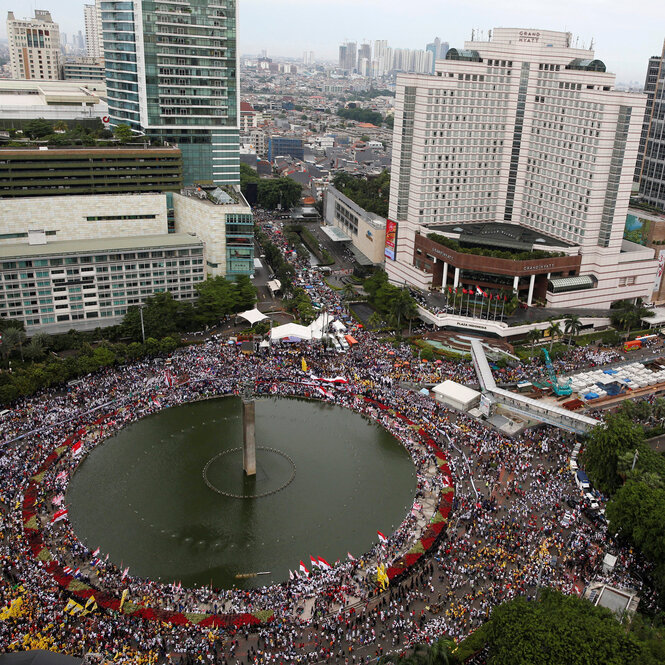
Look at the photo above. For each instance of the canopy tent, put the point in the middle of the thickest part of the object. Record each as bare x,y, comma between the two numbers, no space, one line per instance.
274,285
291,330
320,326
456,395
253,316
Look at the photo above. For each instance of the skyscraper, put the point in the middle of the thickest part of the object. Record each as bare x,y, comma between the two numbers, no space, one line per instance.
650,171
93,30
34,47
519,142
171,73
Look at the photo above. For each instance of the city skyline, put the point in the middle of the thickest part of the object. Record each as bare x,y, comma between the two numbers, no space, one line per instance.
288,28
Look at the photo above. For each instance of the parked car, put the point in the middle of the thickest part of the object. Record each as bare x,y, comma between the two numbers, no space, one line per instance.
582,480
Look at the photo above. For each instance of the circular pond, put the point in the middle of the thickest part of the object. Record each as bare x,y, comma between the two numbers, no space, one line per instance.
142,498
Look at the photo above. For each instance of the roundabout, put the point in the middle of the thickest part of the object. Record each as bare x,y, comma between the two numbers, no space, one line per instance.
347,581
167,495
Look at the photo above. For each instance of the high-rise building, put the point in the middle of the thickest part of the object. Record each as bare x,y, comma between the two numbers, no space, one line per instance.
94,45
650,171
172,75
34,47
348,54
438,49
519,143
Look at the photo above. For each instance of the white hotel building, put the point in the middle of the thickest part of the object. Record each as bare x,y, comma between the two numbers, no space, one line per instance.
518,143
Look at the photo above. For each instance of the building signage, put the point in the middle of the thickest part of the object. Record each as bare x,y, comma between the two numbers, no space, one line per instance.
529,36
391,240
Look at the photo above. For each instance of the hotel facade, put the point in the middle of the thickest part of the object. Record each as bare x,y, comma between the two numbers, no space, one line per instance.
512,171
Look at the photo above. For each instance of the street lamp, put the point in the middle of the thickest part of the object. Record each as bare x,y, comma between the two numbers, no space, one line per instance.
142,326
########################################
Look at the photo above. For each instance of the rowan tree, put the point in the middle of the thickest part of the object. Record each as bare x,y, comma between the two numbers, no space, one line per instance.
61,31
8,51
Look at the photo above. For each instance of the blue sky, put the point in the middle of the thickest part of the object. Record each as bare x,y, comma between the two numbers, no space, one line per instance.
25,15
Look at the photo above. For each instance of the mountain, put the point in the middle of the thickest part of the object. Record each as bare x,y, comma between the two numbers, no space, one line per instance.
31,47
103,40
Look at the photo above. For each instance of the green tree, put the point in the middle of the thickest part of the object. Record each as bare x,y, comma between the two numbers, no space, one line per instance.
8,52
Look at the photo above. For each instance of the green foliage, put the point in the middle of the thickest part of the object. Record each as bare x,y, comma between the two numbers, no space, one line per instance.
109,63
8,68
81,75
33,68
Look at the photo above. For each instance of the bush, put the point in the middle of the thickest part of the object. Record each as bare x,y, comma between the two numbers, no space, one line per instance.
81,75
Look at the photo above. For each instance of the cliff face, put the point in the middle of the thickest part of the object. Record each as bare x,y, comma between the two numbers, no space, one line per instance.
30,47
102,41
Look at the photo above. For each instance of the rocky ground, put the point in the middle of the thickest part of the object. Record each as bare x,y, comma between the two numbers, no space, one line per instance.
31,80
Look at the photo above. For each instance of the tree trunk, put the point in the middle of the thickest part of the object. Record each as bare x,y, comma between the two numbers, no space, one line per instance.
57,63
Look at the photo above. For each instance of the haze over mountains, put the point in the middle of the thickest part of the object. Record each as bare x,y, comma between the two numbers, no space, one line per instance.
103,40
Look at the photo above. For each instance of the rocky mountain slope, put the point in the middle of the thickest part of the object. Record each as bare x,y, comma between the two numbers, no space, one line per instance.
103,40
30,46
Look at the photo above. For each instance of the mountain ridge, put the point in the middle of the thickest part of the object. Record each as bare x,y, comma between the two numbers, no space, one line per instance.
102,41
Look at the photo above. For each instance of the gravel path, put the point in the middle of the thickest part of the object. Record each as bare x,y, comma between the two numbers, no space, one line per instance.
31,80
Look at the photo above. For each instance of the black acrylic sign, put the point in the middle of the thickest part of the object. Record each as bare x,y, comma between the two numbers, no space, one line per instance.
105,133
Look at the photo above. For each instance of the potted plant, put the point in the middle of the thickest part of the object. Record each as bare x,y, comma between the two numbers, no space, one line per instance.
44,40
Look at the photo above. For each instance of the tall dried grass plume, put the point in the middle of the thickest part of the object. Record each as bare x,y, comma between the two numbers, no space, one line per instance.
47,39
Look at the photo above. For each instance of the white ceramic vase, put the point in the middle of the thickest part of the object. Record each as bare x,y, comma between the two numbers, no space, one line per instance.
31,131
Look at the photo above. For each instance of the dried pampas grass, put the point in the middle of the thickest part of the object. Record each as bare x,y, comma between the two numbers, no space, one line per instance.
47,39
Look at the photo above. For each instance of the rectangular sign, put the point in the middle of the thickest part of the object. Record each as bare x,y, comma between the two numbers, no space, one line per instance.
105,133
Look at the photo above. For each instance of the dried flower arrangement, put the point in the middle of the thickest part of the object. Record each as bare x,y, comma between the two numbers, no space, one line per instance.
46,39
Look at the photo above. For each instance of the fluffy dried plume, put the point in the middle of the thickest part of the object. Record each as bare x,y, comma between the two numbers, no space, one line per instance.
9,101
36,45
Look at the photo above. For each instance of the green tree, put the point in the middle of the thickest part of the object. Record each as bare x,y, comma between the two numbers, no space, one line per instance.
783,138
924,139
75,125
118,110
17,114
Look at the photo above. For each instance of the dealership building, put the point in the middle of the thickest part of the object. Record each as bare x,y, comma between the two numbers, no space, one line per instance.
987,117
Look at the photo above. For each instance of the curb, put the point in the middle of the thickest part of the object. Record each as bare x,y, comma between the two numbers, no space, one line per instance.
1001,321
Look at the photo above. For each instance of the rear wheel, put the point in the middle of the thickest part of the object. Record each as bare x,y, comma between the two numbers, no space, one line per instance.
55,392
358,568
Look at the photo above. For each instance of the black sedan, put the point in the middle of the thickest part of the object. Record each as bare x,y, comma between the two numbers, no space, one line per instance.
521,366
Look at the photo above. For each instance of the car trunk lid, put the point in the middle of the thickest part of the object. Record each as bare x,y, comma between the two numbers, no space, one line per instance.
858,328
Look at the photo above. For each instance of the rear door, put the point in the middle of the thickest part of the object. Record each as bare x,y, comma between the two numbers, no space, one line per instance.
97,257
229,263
########################################
**What is expected**
Please pull out each line from the items above that contains the word "cliff", and copy every such line in full.

**Exercise solution**
Look at the photo above. For each instance of the cliff face, put the point in the middle of the thickest part of the object. Record each as bare x,y, comma between the two numbers, no space, one line per instance.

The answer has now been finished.